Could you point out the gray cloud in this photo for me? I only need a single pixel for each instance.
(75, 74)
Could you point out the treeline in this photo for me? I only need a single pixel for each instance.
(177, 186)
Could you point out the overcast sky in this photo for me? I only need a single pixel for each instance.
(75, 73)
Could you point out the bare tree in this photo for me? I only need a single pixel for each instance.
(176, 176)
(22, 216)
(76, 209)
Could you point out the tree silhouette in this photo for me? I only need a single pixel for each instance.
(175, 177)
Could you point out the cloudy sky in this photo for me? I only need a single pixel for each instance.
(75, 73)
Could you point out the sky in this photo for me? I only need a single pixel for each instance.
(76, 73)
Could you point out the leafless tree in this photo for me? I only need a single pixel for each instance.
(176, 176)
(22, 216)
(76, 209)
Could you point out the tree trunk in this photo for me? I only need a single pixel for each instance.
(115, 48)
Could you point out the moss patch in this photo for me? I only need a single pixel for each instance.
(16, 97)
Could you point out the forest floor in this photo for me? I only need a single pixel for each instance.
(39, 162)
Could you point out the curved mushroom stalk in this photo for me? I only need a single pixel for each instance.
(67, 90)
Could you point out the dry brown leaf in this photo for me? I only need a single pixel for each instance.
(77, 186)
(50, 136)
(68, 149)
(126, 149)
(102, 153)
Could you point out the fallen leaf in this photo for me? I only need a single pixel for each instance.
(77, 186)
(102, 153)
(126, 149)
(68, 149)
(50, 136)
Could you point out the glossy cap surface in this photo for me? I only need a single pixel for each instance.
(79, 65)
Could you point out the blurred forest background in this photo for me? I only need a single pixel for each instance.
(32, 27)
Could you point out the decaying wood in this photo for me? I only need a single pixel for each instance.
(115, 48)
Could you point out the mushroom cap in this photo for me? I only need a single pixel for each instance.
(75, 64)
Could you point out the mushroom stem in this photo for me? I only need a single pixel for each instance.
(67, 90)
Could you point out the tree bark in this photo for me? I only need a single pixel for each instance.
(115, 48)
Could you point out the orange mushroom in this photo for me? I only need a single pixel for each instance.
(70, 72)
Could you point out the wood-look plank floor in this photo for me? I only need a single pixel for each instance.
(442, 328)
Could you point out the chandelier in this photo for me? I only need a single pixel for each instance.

### Activity
The whole listing above should be copied out exactly, line by line.

### Exercise result
Could you point out the gray cloud in this photo for me? I only need a single pixel for each instance.
(75, 74)
Could you point out the treeline in this photo for me? I only need a single pixel for each instance.
(177, 186)
Could you point out the overcast sky in this photo for me? I only need a single pixel for each instance.
(75, 73)
Could you point out the bare tree in this photo for me? I only need a single pixel for each instance.
(176, 176)
(22, 216)
(76, 209)
Could you point out the tree silhouette in this photo for me? I only need a single pixel for each instance.
(175, 177)
Could you point out the cloudy sky in this photo for me? I only need a single pixel for each instance.
(75, 73)
Could you point out the sky in this photo for me? I only need a single pixel for each instance.
(76, 73)
Could you point out the leafless tree in this photo for me? I only need a single pixel for each instance.
(176, 176)
(22, 216)
(76, 209)
Could you point out the tree trunk in this photo for me? I only need a single pixel for each instance.
(115, 48)
Could you point out the moss patch in this photo for me? I only need a single pixel for each instance.
(16, 97)
Could you point out the forest floor in this photo for me? I only need a single pixel for each instance.
(39, 162)
Could you point out the curved mushroom stalk in this photo for me? I only need a single pixel for each instance.
(67, 90)
Could you point out the dry brown leaf in this photo for me? I only need a single pixel for each instance.
(77, 186)
(50, 136)
(68, 149)
(126, 149)
(102, 153)
Could you point out the fallen leaf in this photo for me? I only need a single pixel for each instance.
(77, 186)
(102, 153)
(126, 149)
(68, 149)
(50, 136)
Could you point out the glossy cap surface in this photo for me? I only need a single pixel for each instance.
(79, 65)
Could you point out the blurred forest background in this photo for me? I only need a single pixel for each instance.
(32, 27)
Could you point out the decaying wood in this photo for me? I only need a single pixel for each instance.
(115, 48)
Could you point out the mushroom cap in this photo for me? I only need a single pixel for each instance.
(75, 64)
Could you point out the mushroom stem in this photo for me? I only need a single pixel for each instance.
(67, 90)
Could you point out the tree bark in this photo for me? I only need a single pixel for each instance.
(115, 48)
Could you point out the orange mushroom in this photo for me? I only need a single pixel for each instance.
(70, 72)
Could you point out the wood-look plank floor in this photo for me? I only need a single pixel for each instance.
(442, 328)
Could you point out the chandelier in this photo for me? I only need a single pixel for each instance.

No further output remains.